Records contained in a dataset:

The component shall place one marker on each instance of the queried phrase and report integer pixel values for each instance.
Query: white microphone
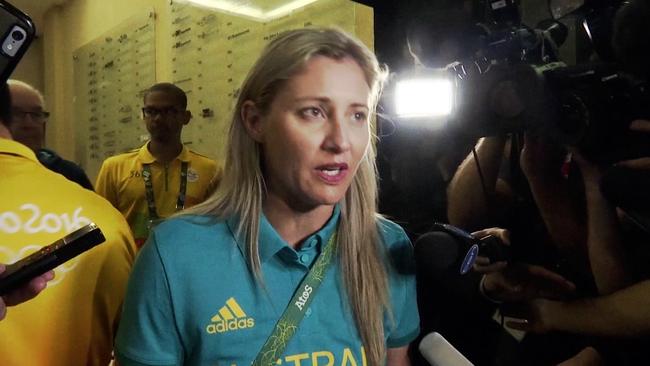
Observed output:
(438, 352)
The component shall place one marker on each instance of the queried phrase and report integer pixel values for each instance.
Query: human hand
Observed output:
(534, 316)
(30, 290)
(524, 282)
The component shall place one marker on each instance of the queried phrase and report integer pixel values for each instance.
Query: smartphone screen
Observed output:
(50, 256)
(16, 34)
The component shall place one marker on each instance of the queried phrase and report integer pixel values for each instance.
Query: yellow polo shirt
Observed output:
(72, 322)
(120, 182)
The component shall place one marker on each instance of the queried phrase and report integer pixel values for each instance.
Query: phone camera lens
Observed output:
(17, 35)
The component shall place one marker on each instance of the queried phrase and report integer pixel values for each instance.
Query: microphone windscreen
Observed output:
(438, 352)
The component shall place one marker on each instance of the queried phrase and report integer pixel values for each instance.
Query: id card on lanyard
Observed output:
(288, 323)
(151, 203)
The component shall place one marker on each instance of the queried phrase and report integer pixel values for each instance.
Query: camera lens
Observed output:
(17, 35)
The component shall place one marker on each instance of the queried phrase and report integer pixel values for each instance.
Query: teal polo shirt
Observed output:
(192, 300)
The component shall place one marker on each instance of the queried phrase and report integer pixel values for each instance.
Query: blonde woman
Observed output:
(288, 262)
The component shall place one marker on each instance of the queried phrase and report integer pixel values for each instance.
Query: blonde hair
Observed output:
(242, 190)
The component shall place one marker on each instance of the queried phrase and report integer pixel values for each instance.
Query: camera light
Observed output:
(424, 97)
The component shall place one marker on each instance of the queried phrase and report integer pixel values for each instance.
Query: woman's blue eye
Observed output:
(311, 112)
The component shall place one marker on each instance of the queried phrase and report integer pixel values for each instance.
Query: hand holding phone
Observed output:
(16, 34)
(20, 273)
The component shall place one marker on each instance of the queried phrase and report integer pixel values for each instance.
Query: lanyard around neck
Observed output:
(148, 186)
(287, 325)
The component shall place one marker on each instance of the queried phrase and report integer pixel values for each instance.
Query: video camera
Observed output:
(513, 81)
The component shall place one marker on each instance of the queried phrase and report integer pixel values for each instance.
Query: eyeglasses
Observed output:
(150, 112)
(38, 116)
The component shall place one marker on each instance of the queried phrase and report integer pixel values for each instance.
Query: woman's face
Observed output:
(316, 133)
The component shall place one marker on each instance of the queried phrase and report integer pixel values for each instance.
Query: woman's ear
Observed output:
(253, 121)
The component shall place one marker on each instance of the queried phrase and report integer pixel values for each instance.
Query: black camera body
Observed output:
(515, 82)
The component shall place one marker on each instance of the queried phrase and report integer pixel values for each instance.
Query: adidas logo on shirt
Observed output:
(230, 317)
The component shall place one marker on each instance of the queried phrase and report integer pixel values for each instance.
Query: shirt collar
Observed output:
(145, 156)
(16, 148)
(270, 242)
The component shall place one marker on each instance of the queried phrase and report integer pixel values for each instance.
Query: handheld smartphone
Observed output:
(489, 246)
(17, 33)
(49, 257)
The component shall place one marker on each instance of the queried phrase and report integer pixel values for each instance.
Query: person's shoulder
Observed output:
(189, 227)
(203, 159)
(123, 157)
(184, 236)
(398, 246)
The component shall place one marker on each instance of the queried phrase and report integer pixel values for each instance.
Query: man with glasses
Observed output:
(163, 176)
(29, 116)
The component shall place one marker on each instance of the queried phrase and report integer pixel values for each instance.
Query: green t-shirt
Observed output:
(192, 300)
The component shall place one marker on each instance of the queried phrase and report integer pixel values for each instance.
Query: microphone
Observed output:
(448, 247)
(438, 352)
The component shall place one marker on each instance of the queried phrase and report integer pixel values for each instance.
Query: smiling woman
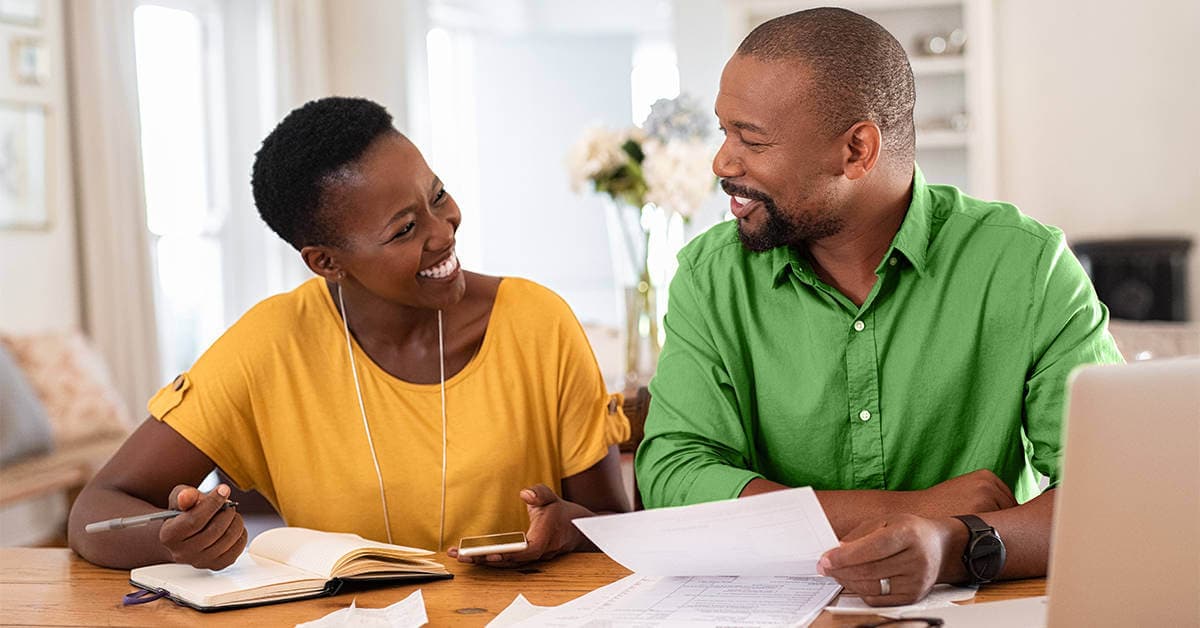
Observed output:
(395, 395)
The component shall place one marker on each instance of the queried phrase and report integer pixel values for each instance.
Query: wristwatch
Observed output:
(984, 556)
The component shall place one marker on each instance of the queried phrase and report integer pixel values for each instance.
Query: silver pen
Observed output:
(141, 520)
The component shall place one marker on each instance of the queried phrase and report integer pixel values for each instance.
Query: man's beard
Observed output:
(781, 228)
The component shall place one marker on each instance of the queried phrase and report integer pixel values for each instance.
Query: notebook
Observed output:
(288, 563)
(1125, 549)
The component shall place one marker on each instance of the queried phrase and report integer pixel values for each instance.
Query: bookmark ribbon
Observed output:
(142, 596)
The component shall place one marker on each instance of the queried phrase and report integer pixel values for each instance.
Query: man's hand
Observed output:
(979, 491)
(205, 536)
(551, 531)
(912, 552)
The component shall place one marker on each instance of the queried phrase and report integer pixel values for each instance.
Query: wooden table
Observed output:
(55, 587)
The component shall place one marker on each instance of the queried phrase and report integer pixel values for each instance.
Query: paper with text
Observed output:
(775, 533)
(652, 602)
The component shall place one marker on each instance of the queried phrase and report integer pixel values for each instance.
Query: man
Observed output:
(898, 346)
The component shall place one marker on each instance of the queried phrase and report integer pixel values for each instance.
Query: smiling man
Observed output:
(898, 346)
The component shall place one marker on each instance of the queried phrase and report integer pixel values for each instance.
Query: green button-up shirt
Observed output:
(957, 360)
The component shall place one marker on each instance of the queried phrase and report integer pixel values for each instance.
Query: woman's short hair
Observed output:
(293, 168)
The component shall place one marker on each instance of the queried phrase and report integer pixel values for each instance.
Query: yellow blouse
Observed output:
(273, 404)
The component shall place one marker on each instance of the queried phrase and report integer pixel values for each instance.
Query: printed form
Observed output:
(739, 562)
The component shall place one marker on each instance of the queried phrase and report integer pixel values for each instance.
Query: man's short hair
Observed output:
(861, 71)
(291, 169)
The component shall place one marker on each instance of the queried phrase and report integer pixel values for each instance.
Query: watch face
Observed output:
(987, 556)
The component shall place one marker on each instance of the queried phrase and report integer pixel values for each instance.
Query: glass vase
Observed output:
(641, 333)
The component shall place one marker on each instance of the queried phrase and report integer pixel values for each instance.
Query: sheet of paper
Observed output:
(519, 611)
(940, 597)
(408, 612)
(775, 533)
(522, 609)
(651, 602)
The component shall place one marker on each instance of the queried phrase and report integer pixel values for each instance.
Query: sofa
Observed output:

__TASK STATEMENT__:
Please leave out the pictures as you reproduce the lines exactly, from the first line of the entries through the line containing "Query: phone camera lens".

__ANSWER TO THIS PROBLEM__:
The component shall place one marker on each instance of the queried phrase and report integer pixel values for each instance.
Query: white microphone
Observed output:
(438, 352)
The component shall place one marker on each instance of the queried phrase and report integer pixel values for each instance.
Query: human hand
Observed output:
(534, 316)
(30, 290)
(524, 282)
The component shall place one marker on each instance of the queried phrase and report integer pixel values for each instance.
Query: smartphone screen
Observed output:
(50, 256)
(16, 34)
The component shall place one marker on each instance of the queried phrase and report integer pixel values for each instance.
Query: yellow polo shirt
Observed output:
(72, 322)
(120, 182)
The component shall place one marker on each instance of the queried phrase and report integer pixel values for each instance.
Query: phone camera lens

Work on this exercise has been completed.